/---

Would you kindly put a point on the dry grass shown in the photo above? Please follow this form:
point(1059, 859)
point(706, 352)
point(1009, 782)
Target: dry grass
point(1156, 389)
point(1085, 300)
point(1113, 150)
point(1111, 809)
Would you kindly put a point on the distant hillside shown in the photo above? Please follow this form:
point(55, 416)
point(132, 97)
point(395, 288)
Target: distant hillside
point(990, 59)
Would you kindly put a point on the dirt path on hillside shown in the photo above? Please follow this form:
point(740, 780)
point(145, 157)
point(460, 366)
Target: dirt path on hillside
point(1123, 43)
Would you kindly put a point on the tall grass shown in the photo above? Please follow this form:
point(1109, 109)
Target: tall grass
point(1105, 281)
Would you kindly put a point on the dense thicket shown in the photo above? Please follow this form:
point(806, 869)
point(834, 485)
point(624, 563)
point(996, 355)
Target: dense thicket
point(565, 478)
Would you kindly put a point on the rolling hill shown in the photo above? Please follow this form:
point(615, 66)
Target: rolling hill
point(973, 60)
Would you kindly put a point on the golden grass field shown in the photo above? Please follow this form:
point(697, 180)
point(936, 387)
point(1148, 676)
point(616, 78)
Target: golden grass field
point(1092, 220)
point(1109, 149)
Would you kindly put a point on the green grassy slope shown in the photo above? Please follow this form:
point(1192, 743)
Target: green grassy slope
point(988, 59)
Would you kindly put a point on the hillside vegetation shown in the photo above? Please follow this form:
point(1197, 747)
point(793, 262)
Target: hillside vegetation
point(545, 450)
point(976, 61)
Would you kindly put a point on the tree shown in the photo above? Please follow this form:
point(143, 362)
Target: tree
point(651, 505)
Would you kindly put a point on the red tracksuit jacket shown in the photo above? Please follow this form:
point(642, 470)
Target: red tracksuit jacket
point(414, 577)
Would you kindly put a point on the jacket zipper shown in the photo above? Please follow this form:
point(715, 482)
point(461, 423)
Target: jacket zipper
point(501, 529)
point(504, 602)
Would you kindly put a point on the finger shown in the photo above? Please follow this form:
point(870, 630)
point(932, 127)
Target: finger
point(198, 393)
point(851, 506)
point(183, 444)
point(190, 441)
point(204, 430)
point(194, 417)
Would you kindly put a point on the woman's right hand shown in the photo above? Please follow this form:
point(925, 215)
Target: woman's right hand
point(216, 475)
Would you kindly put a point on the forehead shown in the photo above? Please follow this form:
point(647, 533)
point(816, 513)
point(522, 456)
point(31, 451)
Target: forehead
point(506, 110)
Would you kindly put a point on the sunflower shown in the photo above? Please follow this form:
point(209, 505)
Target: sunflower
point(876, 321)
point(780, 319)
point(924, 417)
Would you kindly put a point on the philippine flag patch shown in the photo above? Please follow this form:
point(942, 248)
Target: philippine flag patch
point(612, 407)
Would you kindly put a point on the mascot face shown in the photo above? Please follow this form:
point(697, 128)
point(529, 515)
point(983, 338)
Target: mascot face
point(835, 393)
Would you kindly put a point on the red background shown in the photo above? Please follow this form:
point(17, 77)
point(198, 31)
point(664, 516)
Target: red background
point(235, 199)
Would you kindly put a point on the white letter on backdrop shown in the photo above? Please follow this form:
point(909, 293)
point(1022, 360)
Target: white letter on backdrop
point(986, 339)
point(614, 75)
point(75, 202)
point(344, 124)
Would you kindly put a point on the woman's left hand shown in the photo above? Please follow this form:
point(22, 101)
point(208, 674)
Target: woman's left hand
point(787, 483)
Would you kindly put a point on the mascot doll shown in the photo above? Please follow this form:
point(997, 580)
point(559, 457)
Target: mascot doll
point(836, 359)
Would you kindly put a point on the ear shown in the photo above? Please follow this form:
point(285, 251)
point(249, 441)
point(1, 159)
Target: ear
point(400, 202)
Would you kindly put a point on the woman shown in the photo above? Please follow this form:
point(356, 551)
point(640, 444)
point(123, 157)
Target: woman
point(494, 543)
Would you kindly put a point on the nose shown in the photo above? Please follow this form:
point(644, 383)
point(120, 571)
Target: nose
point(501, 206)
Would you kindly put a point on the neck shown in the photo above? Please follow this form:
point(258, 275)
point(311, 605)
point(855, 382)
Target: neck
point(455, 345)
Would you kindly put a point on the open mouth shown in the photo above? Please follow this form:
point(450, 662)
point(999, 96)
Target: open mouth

\---

- [What you have to do]: Go through the records and copy each one exactly.

- [Answer]:
Would you kindly put a point on the dry grass shown in the photo above? Please follow this form:
point(1059, 859)
point(706, 352)
point(1009, 782)
Target: dry grass
point(1156, 389)
point(1085, 300)
point(1113, 150)
point(1111, 809)
Would you kindly put a point on the distant hillside shown in the photo above? Please follow this form:
point(55, 416)
point(132, 97)
point(395, 288)
Target: distant hillside
point(990, 59)
Would you kindly put a point on the dirt path on hillside shown in the photo above? Please follow this form:
point(740, 780)
point(145, 157)
point(460, 366)
Target: dirt path on hillside
point(1123, 43)
Would you kindly put a point on the tall grass shown in the photo above? Please follow this form:
point(1109, 109)
Target: tall grass
point(1105, 281)
Would you kindly put a point on the dense thicket shown in the photo above? Please follow this form:
point(806, 869)
point(834, 485)
point(624, 563)
point(996, 355)
Target: dense thicket
point(565, 478)
Would you kindly put a point on the rolling hill shown in the photo above? Please follow this form:
point(615, 66)
Target: rolling hill
point(973, 60)
Would you kindly put a point on the golden grass field shown in the photo above? Please follow this form:
point(697, 180)
point(936, 387)
point(1148, 676)
point(616, 78)
Target: golden grass field
point(1092, 220)
point(1109, 149)
Would you kindly put a point on the green grassy slope shown in the photo above? Please follow this form:
point(1192, 743)
Target: green grassy slope
point(988, 59)
Would you kindly put a point on the hillside vegetation shown in the photo above? Please follow this form:
point(1197, 747)
point(793, 262)
Target: hillside vegetation
point(545, 450)
point(976, 61)
Would you kindly put a point on the tree shown in the photo above? Please follow this form:
point(143, 362)
Target: tree
point(651, 505)
Would you kindly put a point on the red tracksuit jacket shown in the photo above? Please follow this form:
point(642, 470)
Target: red tracksuit jacket
point(414, 577)
Would you kindly put a point on the jacket zipper shown in the photo above? Please follow this form:
point(715, 482)
point(461, 423)
Target: jacket zipper
point(501, 529)
point(504, 602)
Would you kindly put a point on the finger shown in the photo above? Please follow this form:
point(870, 630)
point(932, 127)
Target: finger
point(198, 393)
point(851, 506)
point(183, 444)
point(190, 441)
point(204, 430)
point(194, 417)
Would you kindly put a point on the woman's right hand shown in the photo above? Please follow this form:
point(925, 215)
Target: woman's right hand
point(216, 475)
Would you kindly put a point on the forehead shown in the photo above? Please follow this form:
point(647, 533)
point(816, 513)
point(522, 456)
point(31, 451)
Target: forehead
point(506, 110)
Would you kindly put a point on the sunflower shown in the photo above? Please follow this form:
point(209, 505)
Target: sunflower
point(876, 321)
point(780, 319)
point(924, 417)
Would you kindly put a point on the philippine flag patch shown in the photo above? Please follow this form:
point(942, 248)
Target: philippine flag patch
point(612, 407)
Would you kindly put a point on the mascot face shown in the photo above? Please follow this form:
point(697, 128)
point(529, 515)
point(983, 338)
Target: mascot face
point(835, 393)
Would you kindly put a point on the red background shown in the photo above? Please follow this form:
point(17, 77)
point(198, 31)
point(664, 516)
Target: red background
point(235, 199)
Would you kindly put a point on the white letter on backdrop shown in the photo above? Please follow this form:
point(909, 293)
point(1022, 360)
Target: white letter on backdrop
point(986, 339)
point(614, 75)
point(75, 202)
point(344, 124)
Would you kindly put a point on the woman's left hand shown in the photo above? Please follow this form:
point(22, 101)
point(208, 674)
Target: woman's left hand
point(787, 483)
Would you kindly put a point on the mascot doll shown in the photo above? Please follow this form:
point(997, 580)
point(559, 457)
Target: mascot doll
point(836, 359)
Would you kindly put a point on the ear shown in the photo above? Please follow this form:
point(285, 251)
point(249, 441)
point(1, 159)
Target: ear
point(400, 202)
Would you kindly put a point on the woman shown in the photo above? Please follow this form:
point(356, 551)
point(640, 444)
point(123, 157)
Target: woman
point(494, 543)
Would you kindly put a point on the nose shown in the photo above? Please follow this form:
point(644, 383)
point(120, 571)
Target: nose
point(501, 206)
Would you kindly put a point on the neck shown in the photo above? Please follow this form:
point(258, 275)
point(311, 605)
point(855, 382)
Target: neck
point(455, 345)
Would you kindly put a point on the open mouth shown in the photo above? Please follow this form:
point(450, 662)
point(999, 96)
Target: open mouth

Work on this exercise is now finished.